Rows:
- - - - - - -
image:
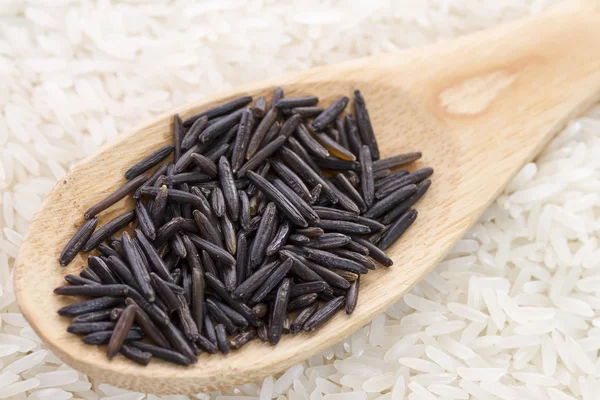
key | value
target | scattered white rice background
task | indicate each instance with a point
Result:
(512, 313)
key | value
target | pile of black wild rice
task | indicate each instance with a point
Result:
(260, 225)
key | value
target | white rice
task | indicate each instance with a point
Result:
(512, 312)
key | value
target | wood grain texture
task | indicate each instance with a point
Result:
(478, 108)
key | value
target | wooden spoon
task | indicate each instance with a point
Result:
(478, 107)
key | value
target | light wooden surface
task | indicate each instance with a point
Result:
(478, 108)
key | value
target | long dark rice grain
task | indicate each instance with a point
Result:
(282, 202)
(242, 338)
(310, 143)
(390, 201)
(80, 328)
(280, 310)
(352, 296)
(330, 114)
(93, 290)
(177, 137)
(229, 190)
(364, 124)
(148, 327)
(115, 196)
(333, 261)
(221, 127)
(148, 162)
(136, 355)
(303, 207)
(302, 301)
(324, 314)
(178, 341)
(98, 265)
(94, 316)
(242, 139)
(218, 202)
(352, 255)
(217, 253)
(108, 229)
(261, 156)
(140, 272)
(367, 181)
(254, 281)
(103, 337)
(307, 112)
(302, 317)
(221, 109)
(120, 331)
(191, 137)
(291, 179)
(351, 191)
(296, 163)
(407, 203)
(219, 315)
(78, 241)
(397, 229)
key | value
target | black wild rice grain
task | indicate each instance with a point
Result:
(229, 190)
(150, 161)
(329, 241)
(220, 110)
(80, 328)
(148, 327)
(94, 316)
(79, 280)
(281, 201)
(260, 132)
(78, 241)
(136, 355)
(324, 314)
(407, 203)
(322, 217)
(280, 310)
(114, 197)
(341, 226)
(352, 296)
(333, 261)
(120, 331)
(88, 306)
(191, 137)
(177, 137)
(261, 156)
(222, 342)
(242, 338)
(364, 124)
(345, 185)
(205, 164)
(302, 317)
(334, 148)
(390, 201)
(291, 179)
(108, 229)
(103, 337)
(302, 301)
(221, 127)
(366, 175)
(139, 270)
(310, 143)
(306, 112)
(115, 290)
(397, 229)
(329, 114)
(98, 265)
(303, 207)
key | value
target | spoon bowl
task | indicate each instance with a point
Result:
(478, 108)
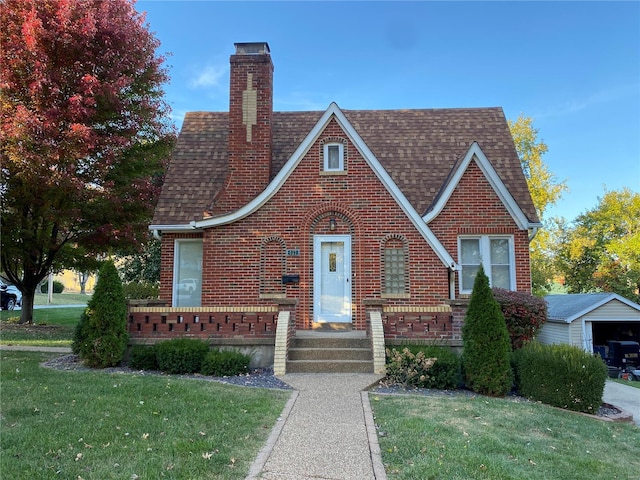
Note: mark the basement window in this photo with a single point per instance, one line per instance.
(333, 157)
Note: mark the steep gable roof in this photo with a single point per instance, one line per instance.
(419, 149)
(567, 308)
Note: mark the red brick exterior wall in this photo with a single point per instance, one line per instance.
(475, 209)
(239, 268)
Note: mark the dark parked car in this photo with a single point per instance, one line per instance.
(10, 297)
(624, 358)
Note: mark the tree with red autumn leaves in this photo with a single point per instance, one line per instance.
(84, 133)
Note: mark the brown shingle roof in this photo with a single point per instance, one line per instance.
(418, 148)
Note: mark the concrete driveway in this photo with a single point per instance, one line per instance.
(624, 397)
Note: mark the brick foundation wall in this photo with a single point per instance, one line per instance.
(166, 323)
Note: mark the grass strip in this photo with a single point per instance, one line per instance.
(53, 327)
(475, 437)
(99, 425)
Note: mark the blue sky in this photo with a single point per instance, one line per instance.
(572, 66)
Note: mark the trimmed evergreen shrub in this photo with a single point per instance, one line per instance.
(225, 363)
(100, 338)
(140, 290)
(181, 355)
(560, 375)
(523, 313)
(142, 357)
(444, 374)
(58, 287)
(486, 363)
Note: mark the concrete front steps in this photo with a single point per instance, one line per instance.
(330, 351)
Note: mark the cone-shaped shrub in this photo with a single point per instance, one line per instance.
(100, 339)
(486, 362)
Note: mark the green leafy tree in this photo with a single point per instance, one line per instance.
(545, 191)
(143, 265)
(486, 364)
(601, 250)
(84, 133)
(100, 338)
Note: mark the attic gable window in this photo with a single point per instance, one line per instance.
(333, 157)
(497, 256)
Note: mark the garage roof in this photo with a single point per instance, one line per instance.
(567, 308)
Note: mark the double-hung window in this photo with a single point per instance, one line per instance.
(187, 273)
(494, 253)
(394, 275)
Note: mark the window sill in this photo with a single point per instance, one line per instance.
(395, 295)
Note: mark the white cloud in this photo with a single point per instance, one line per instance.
(577, 105)
(209, 76)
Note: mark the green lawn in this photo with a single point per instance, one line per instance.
(53, 327)
(633, 383)
(477, 437)
(98, 425)
(61, 299)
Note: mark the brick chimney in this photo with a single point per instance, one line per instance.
(250, 115)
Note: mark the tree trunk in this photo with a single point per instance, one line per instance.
(26, 314)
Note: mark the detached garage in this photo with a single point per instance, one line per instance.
(590, 320)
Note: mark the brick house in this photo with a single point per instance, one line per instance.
(274, 224)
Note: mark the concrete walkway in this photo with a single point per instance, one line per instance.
(625, 397)
(326, 432)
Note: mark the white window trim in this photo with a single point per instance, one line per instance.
(176, 259)
(340, 157)
(485, 257)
- - - - - - -
What you are asked to do: From the listing above, print every entry precisely and drop the pictures.

The completed task:
image:
key | value
target | scattered white rice background
task | indicate each instance with a point
Result:
(512, 313)
key | value
target | pile of black wild rice
task | indicate each instance with a point
Result:
(260, 225)
key | value
target | white rice
task | indicate each instance with a point
Result:
(512, 312)
key | value
target | wood grain texture
task | indicate each instance with a point
Result:
(478, 108)
key | value
target | wooden spoon
task | indicate each instance with a point
Result:
(478, 107)
key | value
target | light wooden surface
task | indicate each instance with a point
Result:
(478, 108)
key | value
target | long dark rice grain
task | indicate each instance with a point
Result:
(282, 202)
(242, 338)
(310, 143)
(390, 201)
(80, 328)
(280, 310)
(352, 296)
(330, 114)
(93, 290)
(177, 137)
(229, 190)
(364, 124)
(148, 327)
(115, 196)
(333, 261)
(221, 127)
(148, 162)
(136, 355)
(303, 207)
(302, 301)
(324, 314)
(178, 341)
(98, 265)
(94, 316)
(242, 139)
(218, 202)
(352, 255)
(217, 253)
(108, 229)
(261, 156)
(140, 272)
(367, 181)
(254, 281)
(103, 337)
(307, 112)
(302, 317)
(221, 109)
(120, 331)
(191, 137)
(291, 179)
(351, 191)
(296, 163)
(407, 203)
(219, 315)
(78, 241)
(397, 229)
key | value
target | black wild rice grain
task | indicate each instance with a point
Result:
(229, 190)
(150, 161)
(329, 241)
(220, 110)
(80, 328)
(148, 327)
(94, 316)
(79, 280)
(281, 201)
(260, 132)
(78, 241)
(136, 355)
(324, 314)
(407, 203)
(322, 217)
(280, 310)
(114, 197)
(341, 226)
(352, 296)
(333, 261)
(120, 331)
(88, 306)
(191, 137)
(177, 137)
(261, 156)
(222, 342)
(242, 338)
(364, 124)
(345, 185)
(205, 164)
(302, 317)
(334, 148)
(390, 201)
(291, 179)
(108, 229)
(103, 337)
(302, 301)
(221, 127)
(366, 175)
(139, 270)
(310, 143)
(306, 112)
(115, 290)
(397, 229)
(329, 114)
(98, 265)
(303, 207)
key | value
target | spoon bowl
task | indicate each instance with a point
Result:
(478, 108)
Note: mark the basement window in this photo with a single point per instance, one line per instance.
(333, 157)
Note: mark the steep gable roof in this photo with a single point per instance, one line per instance.
(419, 149)
(567, 308)
Note: mark the red brick exterior wall in this photo with a single point per instance, one line per instance.
(475, 209)
(239, 268)
Note: mark the dark parked car in this photo with a single point per instance, one line per instance.
(10, 297)
(624, 358)
Note: mark the tree with red autumn leaves in this photo with a single point per instance, one line per instance.
(84, 133)
Note: mark the brown shingle roof in this photo with a single point per instance, one line per instance.
(418, 148)
Note: mark the concrete driveway in this photo with a single point per instance, one line per instance.
(624, 397)
Note: mark the brick foundation wall in this photo with a single point per instance, one line per instance.
(166, 323)
Note: mark the grass strip in this photo with a single point per instance, one line per instance.
(53, 327)
(475, 437)
(99, 425)
Note: mark the blue sky in this photo with a single point per instance, one line per instance.
(572, 66)
Note: mark the trimmed evergreen shrub in this photo with a single point per instance, one line per instance.
(225, 363)
(100, 338)
(140, 290)
(181, 355)
(560, 375)
(523, 313)
(142, 357)
(444, 374)
(58, 287)
(486, 363)
Note: mark the concrete front steps in this photo with a single point per instance, one line per instance.
(330, 351)
Note: mark the cone-shaped shrub in this photo with a single point per instance, one line per instance.
(100, 339)
(486, 362)
Note: mark the green leafy tree in this photo with a single point per instance, one line per instance.
(545, 191)
(143, 265)
(486, 364)
(601, 250)
(84, 133)
(100, 338)
Note: mark the attic gable window in this photo with a single point per instance, one line per instance.
(333, 157)
(497, 256)
Note: mark the garage roof in this photo with a single point per instance, one line per instance.
(567, 308)
Note: mark the double-hung window in this photo with a single point per instance, one line per instance.
(187, 273)
(494, 253)
(394, 275)
Note: mark the window sill in this photo with a single point per instance, one line per instance.
(395, 295)
Note: mark the white cloud in this photo with a single point per instance, one line per instance.
(577, 105)
(209, 76)
Note: mark the green lawn in this photo with a single point per instance, one line per instance.
(53, 327)
(633, 383)
(477, 437)
(98, 425)
(61, 299)
Note: mark the brick chimney in this photo with a single point per instance, one line per instance.
(250, 115)
Note: mark the tree trunk in this photo with a single point per instance, one line per instance.
(26, 314)
Note: mark the detached garage in this photo with a single point per instance, one line per instance.
(590, 320)
Note: mark the brick house in this photo with a single point per instance, one line per instance.
(274, 224)
Note: mark the concrete walkway in this photo with a single point per instance, one line per instance.
(625, 397)
(326, 432)
Note: mark the white window trim in this photo with a single point per instance, one line per instance.
(176, 259)
(340, 157)
(485, 257)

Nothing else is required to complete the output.